## LISTED RECORDS

● ● ● ● ●

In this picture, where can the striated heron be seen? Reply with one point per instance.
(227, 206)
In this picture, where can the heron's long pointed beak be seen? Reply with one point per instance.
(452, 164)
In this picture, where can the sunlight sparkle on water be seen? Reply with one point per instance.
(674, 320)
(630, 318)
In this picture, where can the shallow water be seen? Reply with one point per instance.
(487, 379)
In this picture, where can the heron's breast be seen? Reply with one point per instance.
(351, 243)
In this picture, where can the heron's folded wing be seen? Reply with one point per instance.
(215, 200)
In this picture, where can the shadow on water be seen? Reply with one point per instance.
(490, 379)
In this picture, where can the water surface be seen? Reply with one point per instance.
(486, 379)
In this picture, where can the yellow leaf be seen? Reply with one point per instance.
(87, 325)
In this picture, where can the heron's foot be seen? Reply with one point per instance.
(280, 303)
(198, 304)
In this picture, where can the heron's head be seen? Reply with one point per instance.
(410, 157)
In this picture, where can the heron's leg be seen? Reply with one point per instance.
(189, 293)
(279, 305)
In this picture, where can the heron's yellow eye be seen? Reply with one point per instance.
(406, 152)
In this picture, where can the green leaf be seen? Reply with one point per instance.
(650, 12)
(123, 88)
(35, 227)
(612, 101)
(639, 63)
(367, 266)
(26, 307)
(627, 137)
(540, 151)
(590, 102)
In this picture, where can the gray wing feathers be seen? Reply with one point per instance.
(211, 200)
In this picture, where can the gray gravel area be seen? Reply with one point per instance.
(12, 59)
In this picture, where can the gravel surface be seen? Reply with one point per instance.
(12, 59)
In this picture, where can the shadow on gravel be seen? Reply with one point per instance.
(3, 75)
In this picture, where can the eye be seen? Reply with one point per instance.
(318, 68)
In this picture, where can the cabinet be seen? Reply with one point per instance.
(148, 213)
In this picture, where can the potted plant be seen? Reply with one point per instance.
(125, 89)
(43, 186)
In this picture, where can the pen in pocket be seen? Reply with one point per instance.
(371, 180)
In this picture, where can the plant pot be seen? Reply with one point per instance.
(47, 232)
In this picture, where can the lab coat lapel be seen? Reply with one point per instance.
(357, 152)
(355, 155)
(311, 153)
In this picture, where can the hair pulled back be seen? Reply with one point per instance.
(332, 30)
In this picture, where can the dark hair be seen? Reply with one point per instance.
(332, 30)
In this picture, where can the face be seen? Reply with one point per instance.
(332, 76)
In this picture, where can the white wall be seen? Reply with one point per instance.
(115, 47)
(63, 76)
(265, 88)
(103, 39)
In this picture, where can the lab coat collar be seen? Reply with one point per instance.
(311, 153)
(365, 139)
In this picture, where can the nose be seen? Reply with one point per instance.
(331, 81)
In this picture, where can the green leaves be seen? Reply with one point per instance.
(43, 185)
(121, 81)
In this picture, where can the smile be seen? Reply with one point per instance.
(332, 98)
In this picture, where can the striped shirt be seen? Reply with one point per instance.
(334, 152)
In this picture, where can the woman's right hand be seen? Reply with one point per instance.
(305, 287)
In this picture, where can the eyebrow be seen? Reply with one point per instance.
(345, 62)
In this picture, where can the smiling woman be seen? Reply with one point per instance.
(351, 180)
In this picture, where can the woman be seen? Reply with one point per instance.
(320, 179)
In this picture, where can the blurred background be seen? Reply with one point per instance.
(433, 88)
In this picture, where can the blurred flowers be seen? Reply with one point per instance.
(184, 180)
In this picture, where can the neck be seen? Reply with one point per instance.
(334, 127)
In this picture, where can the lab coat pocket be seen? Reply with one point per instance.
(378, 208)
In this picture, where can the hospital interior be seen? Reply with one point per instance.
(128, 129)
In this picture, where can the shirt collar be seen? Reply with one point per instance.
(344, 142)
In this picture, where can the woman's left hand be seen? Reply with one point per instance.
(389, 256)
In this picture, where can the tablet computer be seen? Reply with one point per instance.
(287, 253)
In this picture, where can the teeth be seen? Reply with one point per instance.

● ● ● ● ●

Copy out every entry again, exactly as it was given.

In this picture, where can the striated heron be seen? Reply with one point per instance.
(227, 206)
In this picture, where can the heron's long pointed beak be seen? Reply with one point per instance.
(452, 164)
In this picture, where can the sunlight sparkle on water be seen? Reply with one point per instance.
(674, 320)
(630, 318)
In this picture, where can the shallow water be seen? Reply with one point per instance.
(487, 379)
In this picture, where can the heron's breast be seen? Reply with one point per instance.
(351, 243)
In this picture, where can the heron's folded wing be seen? Reply with one point per instance.
(215, 200)
In this picture, where can the shadow on water be seen? Reply with one point per instance.
(490, 379)
In this picture, where can the water surface be seen? Reply with one point per instance.
(486, 379)
In this picture, where can the yellow leaf be seen? Reply with one point per instance.
(87, 325)
In this picture, where can the heron's foot be seen? Reply with one point per instance.
(280, 303)
(198, 304)
In this picture, where can the heron's head be seen? Reply with one point per instance.
(410, 157)
In this picture, where can the heron's leg be seen? Reply with one point per instance.
(189, 293)
(279, 305)
In this picture, where can the heron's yellow eye be seen? Reply with one point per instance.
(406, 152)
In this picture, where can the green leaf be seen? Reply with one point per instance.
(650, 12)
(123, 88)
(35, 227)
(612, 101)
(639, 63)
(367, 266)
(26, 307)
(627, 137)
(540, 151)
(590, 102)
In this picture, where can the gray wing feathers be seen? Reply with one point per instance.
(211, 200)
In this picture, where can the gray gravel area be seen? Reply with one point per instance.
(12, 59)
In this picture, where can the gravel surface be seen? Reply with one point per instance.
(12, 59)
In this picture, where can the shadow on gravel be seen? Reply with one point per instance.
(3, 75)
In this picture, where can the eye be seen? Reply with one point per instance.
(318, 68)
In this picture, where can the cabinet be seen? Reply with one point per instance.
(148, 213)
In this picture, where can the potted plant be seen? Reply with one point per instance.
(125, 89)
(43, 186)
In this picture, where can the pen in pocket be seen? Reply with one point per instance.
(371, 180)
In this picture, where can the plant pot be seen? Reply with one point per instance.
(47, 232)
In this picture, where can the lab coat lapel be seen? Reply with one point per instance.
(357, 152)
(355, 155)
(311, 153)
In this picture, where can the hair pulled back be seen? Reply with one point per instance.
(332, 30)
In this picture, where can the dark hair be seen? Reply with one point per instance.
(332, 30)
In this picture, where can the face be seen? Reply with one point per instance.
(332, 76)
In this picture, where can the white wall be seen? Reply with one point per instance.
(115, 47)
(63, 76)
(265, 88)
(103, 39)
In this picture, where can the lab coat collar be seen? Reply with one point per instance.
(311, 153)
(365, 139)
In this picture, where can the nose be seen? Reply with one point per instance.
(331, 81)
In this picture, where can the green leaves be seen? Reply with one point per instance.
(43, 185)
(121, 81)
In this picture, where can the smile be seen? Reply with one point per instance.
(332, 98)
In this picture, where can the striped shirt be seen? Reply with one point per instance.
(334, 152)
In this picture, where can the woman's right hand be seen? Reply with one point per instance.
(305, 287)
In this picture, where can the eyebrow be seen? Reply with one point per instance.
(345, 62)
In this picture, where can the smiling woman be seen? Reply with one point per instance.
(351, 180)
In this picture, where can the woman be seen? Reply with one point per instance.
(320, 179)
In this picture, where can the blurred background be seen? Reply with one point per instance.
(433, 88)
In this picture, where can the blurred flowers be seen? Reply with one point per instance.
(184, 180)
In this picture, where can the neck be seen? Reply with one point per instance.
(334, 127)
In this picture, where can the lab coat pocket be seen? Reply with one point per instance.
(378, 208)
In this picture, where can the hospital interior be seen? Reply with one point per instance.
(128, 129)
In this picture, where can the shirt collar be seen? Reply with one point per instance.
(344, 142)
In this picture, where can the woman's left hand be seen? Reply with one point per instance.
(389, 256)
In this picture, where can the tablet computer be seen? Reply with one point per instance.
(287, 253)
In this picture, where can the teeth be seen? Reply with one point per instance.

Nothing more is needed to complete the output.